Supplied records =
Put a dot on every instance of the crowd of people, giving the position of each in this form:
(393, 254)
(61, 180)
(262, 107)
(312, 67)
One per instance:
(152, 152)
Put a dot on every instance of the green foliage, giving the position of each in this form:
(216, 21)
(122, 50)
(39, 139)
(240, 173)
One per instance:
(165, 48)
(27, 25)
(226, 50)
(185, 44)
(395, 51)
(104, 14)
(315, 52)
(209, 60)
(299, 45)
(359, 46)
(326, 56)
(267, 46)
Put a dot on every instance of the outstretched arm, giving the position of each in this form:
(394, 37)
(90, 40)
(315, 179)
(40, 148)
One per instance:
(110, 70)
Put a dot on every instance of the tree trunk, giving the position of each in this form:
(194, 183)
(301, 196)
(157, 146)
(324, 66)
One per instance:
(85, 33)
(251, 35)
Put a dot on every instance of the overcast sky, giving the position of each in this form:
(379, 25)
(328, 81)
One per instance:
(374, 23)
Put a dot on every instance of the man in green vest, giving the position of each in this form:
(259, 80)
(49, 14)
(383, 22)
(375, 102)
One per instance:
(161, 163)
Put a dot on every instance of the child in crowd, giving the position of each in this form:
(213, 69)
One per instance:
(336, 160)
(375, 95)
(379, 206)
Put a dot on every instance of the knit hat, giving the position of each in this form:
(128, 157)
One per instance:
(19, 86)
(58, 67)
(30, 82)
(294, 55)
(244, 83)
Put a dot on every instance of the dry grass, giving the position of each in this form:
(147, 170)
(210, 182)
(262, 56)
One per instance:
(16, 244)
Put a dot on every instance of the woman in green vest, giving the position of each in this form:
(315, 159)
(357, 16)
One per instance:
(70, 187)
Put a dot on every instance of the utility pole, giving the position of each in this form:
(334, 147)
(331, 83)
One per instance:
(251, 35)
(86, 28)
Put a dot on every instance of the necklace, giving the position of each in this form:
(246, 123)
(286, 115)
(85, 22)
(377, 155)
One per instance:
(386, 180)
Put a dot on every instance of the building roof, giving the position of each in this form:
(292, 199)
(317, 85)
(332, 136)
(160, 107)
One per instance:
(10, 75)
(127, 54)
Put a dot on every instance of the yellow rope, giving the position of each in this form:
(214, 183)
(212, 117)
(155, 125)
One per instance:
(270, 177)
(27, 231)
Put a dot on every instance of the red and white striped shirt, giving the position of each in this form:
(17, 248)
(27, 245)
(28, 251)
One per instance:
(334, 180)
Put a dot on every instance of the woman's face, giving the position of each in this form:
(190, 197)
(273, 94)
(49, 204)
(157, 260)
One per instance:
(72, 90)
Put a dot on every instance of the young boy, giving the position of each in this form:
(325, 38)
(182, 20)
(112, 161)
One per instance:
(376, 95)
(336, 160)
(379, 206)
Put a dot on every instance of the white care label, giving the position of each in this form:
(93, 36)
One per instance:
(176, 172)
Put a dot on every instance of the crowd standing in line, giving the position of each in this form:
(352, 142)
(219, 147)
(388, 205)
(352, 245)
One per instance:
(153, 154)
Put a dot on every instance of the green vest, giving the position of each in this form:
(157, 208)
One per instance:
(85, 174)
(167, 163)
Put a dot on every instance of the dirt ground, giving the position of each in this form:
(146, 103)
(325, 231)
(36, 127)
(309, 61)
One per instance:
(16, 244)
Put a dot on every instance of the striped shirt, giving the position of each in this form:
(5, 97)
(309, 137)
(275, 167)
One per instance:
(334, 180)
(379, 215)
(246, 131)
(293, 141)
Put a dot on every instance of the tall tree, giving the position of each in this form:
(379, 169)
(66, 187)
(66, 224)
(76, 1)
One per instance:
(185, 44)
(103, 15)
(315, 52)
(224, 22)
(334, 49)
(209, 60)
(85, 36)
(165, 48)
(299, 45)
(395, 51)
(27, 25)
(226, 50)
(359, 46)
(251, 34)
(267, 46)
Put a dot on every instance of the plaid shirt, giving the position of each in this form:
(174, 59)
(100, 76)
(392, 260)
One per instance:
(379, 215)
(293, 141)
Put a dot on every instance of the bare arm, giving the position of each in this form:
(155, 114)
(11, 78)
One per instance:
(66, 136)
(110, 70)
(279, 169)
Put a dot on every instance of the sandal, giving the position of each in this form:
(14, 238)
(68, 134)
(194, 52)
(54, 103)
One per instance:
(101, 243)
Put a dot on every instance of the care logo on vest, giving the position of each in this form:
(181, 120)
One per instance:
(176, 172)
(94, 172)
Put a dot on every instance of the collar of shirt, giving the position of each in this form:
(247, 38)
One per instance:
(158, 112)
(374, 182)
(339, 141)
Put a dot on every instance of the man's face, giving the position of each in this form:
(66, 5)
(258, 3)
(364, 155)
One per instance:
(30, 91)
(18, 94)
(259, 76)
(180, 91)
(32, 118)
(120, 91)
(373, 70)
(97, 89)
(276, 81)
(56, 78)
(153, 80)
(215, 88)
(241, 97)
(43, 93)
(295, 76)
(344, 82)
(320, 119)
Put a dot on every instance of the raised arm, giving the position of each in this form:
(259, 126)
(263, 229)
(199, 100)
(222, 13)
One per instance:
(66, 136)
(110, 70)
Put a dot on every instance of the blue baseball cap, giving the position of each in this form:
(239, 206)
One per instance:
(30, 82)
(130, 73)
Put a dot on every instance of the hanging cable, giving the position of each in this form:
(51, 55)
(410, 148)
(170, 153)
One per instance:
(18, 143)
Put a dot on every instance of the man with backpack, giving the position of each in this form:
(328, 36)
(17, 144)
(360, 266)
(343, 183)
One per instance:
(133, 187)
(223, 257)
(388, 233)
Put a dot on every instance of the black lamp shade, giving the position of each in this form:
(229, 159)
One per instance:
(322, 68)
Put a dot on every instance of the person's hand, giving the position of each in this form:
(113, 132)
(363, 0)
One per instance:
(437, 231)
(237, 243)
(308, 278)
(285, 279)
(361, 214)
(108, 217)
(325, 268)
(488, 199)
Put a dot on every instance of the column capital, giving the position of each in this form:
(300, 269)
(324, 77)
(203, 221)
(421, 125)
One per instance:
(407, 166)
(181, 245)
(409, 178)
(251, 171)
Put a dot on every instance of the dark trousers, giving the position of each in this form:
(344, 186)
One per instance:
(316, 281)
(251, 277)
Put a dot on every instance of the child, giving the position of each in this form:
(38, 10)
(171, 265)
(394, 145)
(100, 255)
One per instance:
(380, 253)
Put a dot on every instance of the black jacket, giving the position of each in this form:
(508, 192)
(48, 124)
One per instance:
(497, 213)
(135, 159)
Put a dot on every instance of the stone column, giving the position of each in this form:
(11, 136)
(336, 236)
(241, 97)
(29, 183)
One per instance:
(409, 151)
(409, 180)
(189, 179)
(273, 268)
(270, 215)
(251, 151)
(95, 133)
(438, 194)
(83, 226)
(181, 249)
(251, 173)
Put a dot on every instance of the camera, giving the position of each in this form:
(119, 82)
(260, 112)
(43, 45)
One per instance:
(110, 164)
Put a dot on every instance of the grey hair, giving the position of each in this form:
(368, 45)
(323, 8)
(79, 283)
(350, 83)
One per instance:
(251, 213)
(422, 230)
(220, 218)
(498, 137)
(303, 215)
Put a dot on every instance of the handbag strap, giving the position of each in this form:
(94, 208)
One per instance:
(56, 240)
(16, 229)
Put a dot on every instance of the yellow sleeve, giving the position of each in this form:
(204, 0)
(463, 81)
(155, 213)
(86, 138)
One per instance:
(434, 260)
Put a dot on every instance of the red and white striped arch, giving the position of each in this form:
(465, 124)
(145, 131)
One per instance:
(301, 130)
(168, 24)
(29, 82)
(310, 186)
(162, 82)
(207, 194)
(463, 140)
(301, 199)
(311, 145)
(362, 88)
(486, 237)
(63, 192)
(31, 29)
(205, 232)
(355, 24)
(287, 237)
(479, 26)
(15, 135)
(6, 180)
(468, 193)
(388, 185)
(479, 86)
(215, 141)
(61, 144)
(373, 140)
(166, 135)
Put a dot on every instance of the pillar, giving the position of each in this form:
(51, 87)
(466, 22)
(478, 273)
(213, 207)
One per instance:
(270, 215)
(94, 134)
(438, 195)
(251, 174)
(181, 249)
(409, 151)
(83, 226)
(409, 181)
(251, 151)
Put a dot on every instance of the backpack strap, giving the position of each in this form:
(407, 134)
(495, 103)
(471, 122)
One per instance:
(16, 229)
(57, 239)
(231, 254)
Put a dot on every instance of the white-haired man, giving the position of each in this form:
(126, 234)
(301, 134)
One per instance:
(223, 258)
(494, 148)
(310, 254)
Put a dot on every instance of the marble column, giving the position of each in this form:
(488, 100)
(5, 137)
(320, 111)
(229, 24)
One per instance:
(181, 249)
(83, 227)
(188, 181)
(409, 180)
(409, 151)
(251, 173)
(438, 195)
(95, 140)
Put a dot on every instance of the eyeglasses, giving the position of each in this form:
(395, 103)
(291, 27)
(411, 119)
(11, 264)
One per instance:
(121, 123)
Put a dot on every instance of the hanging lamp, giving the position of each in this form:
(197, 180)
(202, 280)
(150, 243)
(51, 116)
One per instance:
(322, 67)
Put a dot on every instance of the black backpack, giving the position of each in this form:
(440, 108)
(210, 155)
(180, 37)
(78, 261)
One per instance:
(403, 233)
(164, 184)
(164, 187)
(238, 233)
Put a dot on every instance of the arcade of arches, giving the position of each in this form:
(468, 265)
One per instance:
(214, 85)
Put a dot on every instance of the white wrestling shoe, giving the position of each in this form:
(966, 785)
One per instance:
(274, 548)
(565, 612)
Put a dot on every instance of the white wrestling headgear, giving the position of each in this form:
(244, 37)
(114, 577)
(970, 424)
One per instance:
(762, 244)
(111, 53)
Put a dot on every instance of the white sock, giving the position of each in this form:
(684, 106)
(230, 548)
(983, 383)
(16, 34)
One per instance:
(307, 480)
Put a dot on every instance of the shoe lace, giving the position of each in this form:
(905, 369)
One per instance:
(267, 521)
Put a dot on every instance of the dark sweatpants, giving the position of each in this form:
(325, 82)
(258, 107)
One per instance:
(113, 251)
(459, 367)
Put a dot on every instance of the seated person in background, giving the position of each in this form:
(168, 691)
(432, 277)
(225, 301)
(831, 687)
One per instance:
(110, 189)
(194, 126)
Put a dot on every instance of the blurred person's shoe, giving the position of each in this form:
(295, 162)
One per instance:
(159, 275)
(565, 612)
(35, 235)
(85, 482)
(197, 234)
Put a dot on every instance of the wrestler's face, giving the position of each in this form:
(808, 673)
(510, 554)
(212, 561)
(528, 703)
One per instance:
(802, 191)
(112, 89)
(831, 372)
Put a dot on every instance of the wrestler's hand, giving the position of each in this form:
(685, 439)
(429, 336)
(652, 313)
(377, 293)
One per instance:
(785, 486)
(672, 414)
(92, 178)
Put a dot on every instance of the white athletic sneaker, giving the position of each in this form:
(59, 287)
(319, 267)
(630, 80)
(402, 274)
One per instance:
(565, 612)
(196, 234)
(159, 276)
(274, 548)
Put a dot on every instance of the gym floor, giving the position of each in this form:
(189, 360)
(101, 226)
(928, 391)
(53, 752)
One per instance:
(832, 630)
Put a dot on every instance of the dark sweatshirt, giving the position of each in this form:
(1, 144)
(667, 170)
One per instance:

Aim of the task =
Look over the records above and copy each line that includes the string "tree".

Output for this task =
Put a dot on every instance of the tree trunk, giving the position of each in this form:
Put a dot on every instance of the tall tree, giving the position of each in this form:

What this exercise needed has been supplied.